> **Document**
---

Sunday, February 19, 2012

Controller Area Network (CAN) Protocol Vulnerabilities

Controller Area Network (CAN)is a very popular embedded network protocol. It's widely used in automotive applications, and the low cost that results in makes it popular in a wide variety of other applications.

CAN is a very nice embedded protocol, and it's very appropriate for a wide variety of applications. But, like most protocols it has some faults. And like many protocol faults, they aren't widely advertised. They are the sort of thing you have to worry about if you need to create an ultra-dependable system. For a robust system architecture for every day control functions, probably they are not a huge deal.

Here is a summary of CAN Protocol faults I've run into.

(1) Unprotected header. The length bits of a CAN message aren't protected by the CRC. That means that a single corrupted bit in the length field can cause the CRC checker to look in the wrong place for the CRC. For example, if a 3-byte payload is corrupted to look like a 1-byte payload, the last two bytes of the payload will be interpreted as a CRC. This could cause an undetected 1-bit error. There are some other framing considerations that might or might not cause the error to be discovered, but it is a vulnerability in CAN that is fixed in later protocols via use of a dedicated header CRC (e.g., as done in FlexRay). I've never seen this written up for CAN in particular, but this is discussed on page 20 of [Driscoll09]

(2) Stuff bit errors compromising the CRC. A pair of bit errors in the bit-stuffed format of a CAN message (i.e., one on the wire) can cause a cascading of bit errors in the message, leading to undetected two-bit errors that are undetected by the CRC. See [Tran99] and slides 15-16 of
http://www.ece.cmu.edu/~ece649/lectures/13_can.pdf
In general there are issues in any embedded network if the physical layer encoding can cause the propagation of one physical data bit fault into affecting multiple data bits.

---

Image point annotation entries
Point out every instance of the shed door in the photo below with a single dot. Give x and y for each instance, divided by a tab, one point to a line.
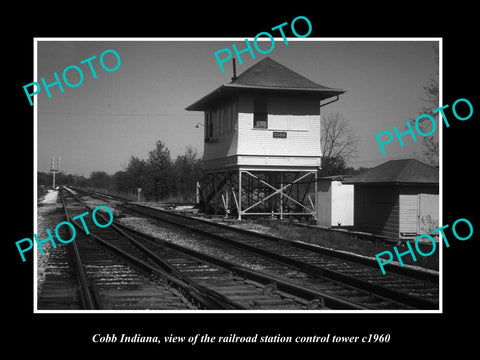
408	215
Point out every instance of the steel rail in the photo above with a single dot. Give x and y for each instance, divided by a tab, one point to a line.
267	279
87	294
320	271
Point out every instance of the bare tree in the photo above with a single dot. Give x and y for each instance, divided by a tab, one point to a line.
339	144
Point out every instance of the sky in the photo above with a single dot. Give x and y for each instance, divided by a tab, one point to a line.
100	124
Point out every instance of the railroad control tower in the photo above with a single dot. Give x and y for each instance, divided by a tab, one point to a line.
262	143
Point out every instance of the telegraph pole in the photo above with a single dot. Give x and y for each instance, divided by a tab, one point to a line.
54	169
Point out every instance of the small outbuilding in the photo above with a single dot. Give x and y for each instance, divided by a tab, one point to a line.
335	202
397	199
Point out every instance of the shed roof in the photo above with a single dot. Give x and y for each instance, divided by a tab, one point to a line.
405	171
267	75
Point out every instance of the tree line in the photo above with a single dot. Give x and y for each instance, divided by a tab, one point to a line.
160	177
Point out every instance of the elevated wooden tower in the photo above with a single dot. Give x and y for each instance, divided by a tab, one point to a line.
262	143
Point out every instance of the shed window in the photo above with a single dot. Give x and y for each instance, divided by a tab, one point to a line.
260	115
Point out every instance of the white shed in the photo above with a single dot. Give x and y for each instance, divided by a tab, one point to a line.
335	202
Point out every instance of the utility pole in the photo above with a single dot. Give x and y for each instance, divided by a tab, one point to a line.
54	169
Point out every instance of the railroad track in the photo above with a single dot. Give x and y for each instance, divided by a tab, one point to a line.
328	271
114	277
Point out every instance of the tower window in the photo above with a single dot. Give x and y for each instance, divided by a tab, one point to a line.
260	114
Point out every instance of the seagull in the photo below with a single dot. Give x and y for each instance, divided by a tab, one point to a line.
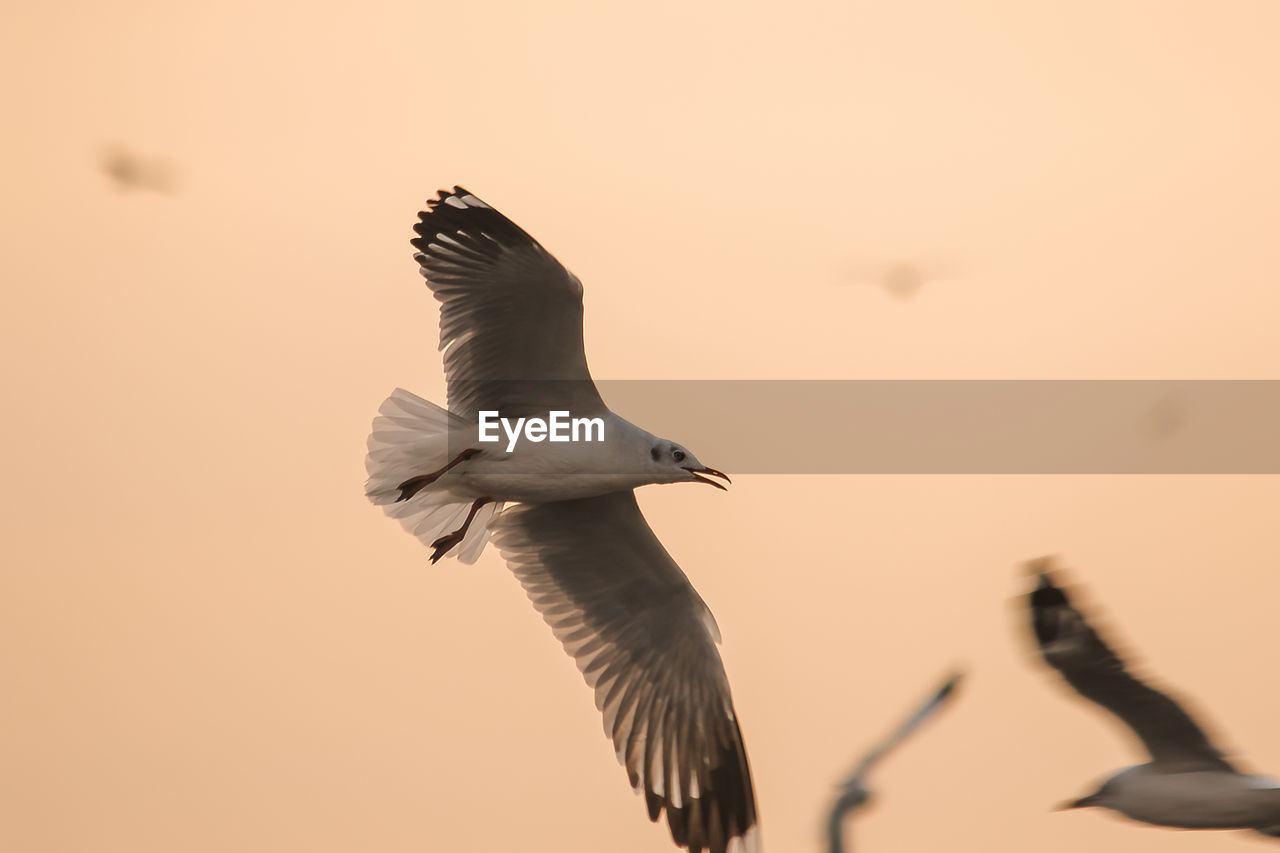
854	792
511	331
1187	784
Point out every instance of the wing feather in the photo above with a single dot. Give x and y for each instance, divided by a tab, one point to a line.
511	315
1074	648
640	635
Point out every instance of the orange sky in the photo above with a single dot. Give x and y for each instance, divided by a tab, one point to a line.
211	642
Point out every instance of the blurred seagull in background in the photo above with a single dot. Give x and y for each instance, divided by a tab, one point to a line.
132	170
854	792
511	331
1187	784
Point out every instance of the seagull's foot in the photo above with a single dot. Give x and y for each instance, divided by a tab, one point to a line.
415	484
446	543
451	541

---

> **Directions**
1. According to the article on CAN protocol vulnerabilities, which part of a CAN message is not protected by the CRC?
2. Continue the article on CAN protocol vulnerabilities from where it stops.

> **Task-by-task results**
1. The length bits of the message are not protected by the CRC.

2.
(NOTE: added 10/16/2013.  I just found about about the CAN-FD protocol. Among other things it includes the stuff bits in the CRC calculation to mitigate this problem.  Whether or not there are any holes in the scheme I don't know, but it is clearly a step in the right direction.)

(3) CAN is intended to provide exactly-once delivery of messages via the use of a broadcast acknowledgement mechanism. However, there are faults with this mechanism. In one fault scenario, some nodes see an acknowledge but others don't, so some nodes will receive two copies of a message (thinking they are independent copies rather than a retransmission) while others receive just one copy. In another less likely (but plausible) scenario, the above happens but the sender fails before retransmitting, resulting in some recipients having a copy of the message and others never having received a copy. [Rufino98]  Further info here: [Tindel20b]

(4) It is possible for a CAN node to lock up the network due to retries if a transmitter sees a different value on the bus than it transmitted. (This is a failure of the transmitter, but the point is one node can take down the network.) [Perez03]

(5) If a CAN nodes' transmitter gets stuck at a dominant bit value, it will jam up the entire network. The error counters inside each CAN controller are supposed to help mitigate this, but if you have a stuck-at-"on" transmitter that ignores "turn off" commands there isn't anything you can do with a standard CAN setup.

(6) CAN suffers from a priority inversion issue, which can cause delays of high priority messages due to queuing issues in nodes that locally use FIFO transmission order. [Tindell20]  Note that strictly speaking this is a CAN driver and hardware issue rather than something inherent to the on-wire protocol.  To quote Ken Tindell via a social media message: "Any software that does FIFO queuing of CAN frames in a critical application is broken."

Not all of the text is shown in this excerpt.